## WORK INSTRUCTION
Copy out each line of the entries where the word "horse" is present.

## MATERIAL FOR THIS TASK
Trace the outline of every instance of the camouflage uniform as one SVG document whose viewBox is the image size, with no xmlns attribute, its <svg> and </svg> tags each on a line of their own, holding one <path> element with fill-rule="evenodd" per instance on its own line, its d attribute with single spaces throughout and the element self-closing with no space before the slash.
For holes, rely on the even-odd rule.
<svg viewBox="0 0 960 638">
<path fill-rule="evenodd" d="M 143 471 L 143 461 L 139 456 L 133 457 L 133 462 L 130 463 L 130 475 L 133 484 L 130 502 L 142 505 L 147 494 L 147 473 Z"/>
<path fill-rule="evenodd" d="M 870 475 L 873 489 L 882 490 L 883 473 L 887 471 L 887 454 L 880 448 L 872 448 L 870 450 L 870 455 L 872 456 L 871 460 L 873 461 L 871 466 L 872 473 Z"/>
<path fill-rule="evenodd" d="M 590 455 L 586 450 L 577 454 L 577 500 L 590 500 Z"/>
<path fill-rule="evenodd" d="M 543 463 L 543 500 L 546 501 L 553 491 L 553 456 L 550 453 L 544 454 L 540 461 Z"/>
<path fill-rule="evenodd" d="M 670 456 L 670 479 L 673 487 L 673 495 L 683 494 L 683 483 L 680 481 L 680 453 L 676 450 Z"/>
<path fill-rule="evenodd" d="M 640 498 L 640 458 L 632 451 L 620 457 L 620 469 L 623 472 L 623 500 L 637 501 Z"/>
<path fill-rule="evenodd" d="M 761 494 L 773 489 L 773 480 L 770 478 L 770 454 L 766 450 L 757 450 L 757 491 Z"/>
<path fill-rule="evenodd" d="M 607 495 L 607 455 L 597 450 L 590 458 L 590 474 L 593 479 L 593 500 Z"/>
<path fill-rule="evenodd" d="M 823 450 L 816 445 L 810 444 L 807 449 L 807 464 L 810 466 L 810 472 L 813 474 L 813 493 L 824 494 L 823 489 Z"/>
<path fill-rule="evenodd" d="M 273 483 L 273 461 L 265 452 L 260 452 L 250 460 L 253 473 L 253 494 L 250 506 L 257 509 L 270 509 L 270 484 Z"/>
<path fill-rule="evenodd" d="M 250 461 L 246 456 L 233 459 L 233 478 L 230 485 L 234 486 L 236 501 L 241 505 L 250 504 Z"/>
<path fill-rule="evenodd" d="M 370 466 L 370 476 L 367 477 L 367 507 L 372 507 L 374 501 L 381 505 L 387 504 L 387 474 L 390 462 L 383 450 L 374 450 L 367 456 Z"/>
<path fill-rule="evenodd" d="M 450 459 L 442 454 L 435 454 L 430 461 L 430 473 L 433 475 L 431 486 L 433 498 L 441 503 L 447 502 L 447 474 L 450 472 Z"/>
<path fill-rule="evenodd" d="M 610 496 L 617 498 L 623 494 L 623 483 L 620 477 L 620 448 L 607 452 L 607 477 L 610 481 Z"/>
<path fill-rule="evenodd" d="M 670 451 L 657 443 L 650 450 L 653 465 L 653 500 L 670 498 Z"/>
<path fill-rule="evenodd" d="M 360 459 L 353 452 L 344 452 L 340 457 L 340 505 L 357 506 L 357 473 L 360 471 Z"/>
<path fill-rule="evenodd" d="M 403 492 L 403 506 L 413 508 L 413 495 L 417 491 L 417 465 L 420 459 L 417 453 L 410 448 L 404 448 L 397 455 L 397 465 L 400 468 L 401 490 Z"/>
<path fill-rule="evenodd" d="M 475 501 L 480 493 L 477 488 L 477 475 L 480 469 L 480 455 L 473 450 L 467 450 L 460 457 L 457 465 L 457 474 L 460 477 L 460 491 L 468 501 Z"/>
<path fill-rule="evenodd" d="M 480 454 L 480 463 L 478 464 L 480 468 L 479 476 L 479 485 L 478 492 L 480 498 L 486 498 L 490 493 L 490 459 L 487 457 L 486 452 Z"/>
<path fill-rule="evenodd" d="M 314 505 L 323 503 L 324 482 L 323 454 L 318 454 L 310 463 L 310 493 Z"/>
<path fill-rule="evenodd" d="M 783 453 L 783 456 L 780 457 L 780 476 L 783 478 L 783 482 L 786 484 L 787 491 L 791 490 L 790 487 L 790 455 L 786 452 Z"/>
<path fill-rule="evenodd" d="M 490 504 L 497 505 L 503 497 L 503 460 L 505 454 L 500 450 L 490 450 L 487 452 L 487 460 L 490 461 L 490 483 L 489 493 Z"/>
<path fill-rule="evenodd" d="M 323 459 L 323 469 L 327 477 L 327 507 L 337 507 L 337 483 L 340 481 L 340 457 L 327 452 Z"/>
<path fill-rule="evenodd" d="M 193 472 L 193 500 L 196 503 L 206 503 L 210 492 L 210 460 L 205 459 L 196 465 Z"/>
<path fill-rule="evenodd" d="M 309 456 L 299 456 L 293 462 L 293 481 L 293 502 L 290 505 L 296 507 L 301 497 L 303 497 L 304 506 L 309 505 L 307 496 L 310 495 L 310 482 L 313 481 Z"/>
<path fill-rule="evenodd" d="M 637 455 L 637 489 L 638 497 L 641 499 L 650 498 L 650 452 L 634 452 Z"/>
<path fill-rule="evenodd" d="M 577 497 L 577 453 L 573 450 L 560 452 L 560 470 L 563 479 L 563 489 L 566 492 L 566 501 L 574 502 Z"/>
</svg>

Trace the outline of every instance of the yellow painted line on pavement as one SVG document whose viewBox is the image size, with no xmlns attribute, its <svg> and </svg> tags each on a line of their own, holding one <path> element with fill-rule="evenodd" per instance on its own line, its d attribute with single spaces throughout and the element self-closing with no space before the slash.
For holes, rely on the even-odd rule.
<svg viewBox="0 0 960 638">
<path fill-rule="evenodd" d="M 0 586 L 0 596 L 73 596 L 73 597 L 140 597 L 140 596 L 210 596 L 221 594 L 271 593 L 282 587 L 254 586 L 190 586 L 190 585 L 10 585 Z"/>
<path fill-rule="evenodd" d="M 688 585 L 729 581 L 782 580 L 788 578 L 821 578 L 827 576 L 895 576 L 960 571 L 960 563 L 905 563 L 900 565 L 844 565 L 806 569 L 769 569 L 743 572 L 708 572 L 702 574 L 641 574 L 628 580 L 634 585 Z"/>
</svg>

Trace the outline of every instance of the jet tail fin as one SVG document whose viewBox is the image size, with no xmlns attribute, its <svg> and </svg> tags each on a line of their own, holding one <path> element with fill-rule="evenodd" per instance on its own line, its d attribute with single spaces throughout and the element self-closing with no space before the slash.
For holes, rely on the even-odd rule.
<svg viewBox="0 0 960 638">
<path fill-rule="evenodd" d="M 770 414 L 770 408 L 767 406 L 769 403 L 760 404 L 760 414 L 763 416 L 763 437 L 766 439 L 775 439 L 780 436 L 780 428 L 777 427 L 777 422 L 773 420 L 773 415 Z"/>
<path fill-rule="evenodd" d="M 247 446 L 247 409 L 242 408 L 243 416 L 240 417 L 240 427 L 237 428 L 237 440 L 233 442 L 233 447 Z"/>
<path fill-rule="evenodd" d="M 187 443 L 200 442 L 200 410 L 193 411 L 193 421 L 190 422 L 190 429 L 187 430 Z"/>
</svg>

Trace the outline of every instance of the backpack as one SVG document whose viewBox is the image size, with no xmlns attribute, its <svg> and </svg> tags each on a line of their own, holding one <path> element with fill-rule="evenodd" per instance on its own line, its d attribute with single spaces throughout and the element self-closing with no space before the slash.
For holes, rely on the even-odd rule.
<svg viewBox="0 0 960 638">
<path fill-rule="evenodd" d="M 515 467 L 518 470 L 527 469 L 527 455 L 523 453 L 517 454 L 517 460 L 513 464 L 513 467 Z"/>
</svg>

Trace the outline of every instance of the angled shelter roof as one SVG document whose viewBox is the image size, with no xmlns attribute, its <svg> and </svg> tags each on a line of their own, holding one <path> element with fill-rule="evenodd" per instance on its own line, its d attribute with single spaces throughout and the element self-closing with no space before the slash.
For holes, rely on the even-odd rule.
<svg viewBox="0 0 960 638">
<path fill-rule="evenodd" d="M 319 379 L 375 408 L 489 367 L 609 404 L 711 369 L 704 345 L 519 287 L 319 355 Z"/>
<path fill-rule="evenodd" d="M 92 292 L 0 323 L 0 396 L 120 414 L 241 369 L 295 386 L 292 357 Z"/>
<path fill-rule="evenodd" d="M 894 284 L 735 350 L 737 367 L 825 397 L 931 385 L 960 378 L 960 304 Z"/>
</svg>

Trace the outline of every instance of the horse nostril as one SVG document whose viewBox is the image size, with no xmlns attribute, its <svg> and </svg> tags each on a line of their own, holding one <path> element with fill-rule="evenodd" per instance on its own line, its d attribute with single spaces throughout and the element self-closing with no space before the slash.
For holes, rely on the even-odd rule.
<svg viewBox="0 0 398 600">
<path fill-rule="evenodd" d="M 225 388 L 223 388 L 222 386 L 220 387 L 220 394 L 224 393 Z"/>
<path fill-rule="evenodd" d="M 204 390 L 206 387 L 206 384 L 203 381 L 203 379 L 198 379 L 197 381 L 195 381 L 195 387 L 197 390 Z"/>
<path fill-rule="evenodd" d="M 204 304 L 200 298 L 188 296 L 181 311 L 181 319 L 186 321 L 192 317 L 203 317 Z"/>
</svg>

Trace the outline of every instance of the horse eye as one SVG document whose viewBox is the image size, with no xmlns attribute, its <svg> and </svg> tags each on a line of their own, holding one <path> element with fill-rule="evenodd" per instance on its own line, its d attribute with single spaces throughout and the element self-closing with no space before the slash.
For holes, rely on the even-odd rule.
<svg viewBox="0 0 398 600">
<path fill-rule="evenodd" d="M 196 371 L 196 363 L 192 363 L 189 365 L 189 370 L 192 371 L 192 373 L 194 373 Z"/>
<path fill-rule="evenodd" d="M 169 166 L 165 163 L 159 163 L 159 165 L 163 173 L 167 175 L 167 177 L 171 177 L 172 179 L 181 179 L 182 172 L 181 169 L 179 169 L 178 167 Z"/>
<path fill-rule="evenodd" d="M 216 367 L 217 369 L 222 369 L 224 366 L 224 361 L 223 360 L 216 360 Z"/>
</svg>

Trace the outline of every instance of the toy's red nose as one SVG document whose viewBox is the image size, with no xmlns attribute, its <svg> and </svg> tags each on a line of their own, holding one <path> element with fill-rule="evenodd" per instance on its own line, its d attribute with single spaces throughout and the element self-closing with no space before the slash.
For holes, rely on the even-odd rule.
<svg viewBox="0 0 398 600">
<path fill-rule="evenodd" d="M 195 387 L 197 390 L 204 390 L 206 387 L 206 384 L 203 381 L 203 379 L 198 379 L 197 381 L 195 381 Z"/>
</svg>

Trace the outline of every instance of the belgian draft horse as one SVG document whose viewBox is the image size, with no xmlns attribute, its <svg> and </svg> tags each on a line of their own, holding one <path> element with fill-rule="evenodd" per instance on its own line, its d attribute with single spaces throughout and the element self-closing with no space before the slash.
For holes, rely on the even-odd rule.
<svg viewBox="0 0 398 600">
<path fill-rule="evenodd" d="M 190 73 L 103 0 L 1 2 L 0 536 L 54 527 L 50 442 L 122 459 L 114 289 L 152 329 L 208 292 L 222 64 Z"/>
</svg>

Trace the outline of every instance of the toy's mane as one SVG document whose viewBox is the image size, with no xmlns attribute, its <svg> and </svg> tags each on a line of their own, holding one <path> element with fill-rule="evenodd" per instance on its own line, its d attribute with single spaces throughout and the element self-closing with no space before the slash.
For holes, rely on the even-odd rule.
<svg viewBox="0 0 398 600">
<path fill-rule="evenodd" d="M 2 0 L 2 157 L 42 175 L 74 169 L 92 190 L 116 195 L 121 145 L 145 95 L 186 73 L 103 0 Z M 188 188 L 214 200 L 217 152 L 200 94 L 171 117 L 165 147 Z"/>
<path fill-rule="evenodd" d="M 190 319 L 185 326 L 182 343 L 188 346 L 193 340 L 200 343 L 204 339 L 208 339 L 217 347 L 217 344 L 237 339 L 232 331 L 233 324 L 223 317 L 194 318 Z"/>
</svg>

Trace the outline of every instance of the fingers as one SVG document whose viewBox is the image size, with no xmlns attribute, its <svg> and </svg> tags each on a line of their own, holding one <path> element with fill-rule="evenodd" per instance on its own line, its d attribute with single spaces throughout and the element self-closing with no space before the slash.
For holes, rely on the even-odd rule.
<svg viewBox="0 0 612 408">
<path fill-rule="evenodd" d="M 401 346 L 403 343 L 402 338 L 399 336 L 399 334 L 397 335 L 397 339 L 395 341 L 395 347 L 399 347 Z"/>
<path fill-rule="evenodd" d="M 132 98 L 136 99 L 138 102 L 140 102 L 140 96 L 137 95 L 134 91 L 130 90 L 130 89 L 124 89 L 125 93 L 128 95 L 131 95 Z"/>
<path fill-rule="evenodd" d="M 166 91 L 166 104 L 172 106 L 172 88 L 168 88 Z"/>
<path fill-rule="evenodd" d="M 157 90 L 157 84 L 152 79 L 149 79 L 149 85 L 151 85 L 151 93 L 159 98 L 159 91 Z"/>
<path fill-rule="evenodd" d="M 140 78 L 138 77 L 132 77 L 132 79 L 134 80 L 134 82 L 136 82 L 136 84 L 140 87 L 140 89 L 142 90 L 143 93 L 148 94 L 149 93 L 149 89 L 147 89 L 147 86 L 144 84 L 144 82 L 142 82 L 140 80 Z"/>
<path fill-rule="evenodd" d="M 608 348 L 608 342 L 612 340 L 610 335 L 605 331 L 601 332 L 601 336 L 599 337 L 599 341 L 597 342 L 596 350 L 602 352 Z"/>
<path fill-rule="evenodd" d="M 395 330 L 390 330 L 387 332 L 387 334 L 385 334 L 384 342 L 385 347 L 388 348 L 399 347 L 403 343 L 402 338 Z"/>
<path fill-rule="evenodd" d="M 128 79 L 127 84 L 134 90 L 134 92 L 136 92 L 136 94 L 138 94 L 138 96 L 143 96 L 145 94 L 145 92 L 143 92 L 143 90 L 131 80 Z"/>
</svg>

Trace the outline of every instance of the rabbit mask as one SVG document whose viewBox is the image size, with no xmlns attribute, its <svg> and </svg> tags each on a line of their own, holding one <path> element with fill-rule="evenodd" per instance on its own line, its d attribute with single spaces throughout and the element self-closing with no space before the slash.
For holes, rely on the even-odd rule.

## WRITTEN SOLUTION
Trace the outline of every instance of the horse nostril as one SVG document whose viewBox is the image size, with no xmlns attribute, its <svg> and </svg> tags each on a line of their own, holding one <path> element with fill-rule="evenodd" per instance on its own line, its d attribute with single spaces throughout and the element self-closing with no space before the slash.
Trace the outline of every instance of the horse eye as one SVG document whose viewBox is the image size, with no xmlns attribute, its <svg> and </svg> tags each on a line of their own, holding one <path> element with fill-rule="evenodd" per instance on its own line, its d attribute with single spaces throughout and the element self-closing with no space before the slash.
Trace the outline of every instance of the belgian draft horse as one SVG document whose viewBox is the image size, with no xmlns attribute, its <svg> and </svg> tags each on a line of their own, holding one <path> element with fill-rule="evenodd" per instance on its own line, its d attribute with single spaces throughout and the element self-closing with no space before the slash.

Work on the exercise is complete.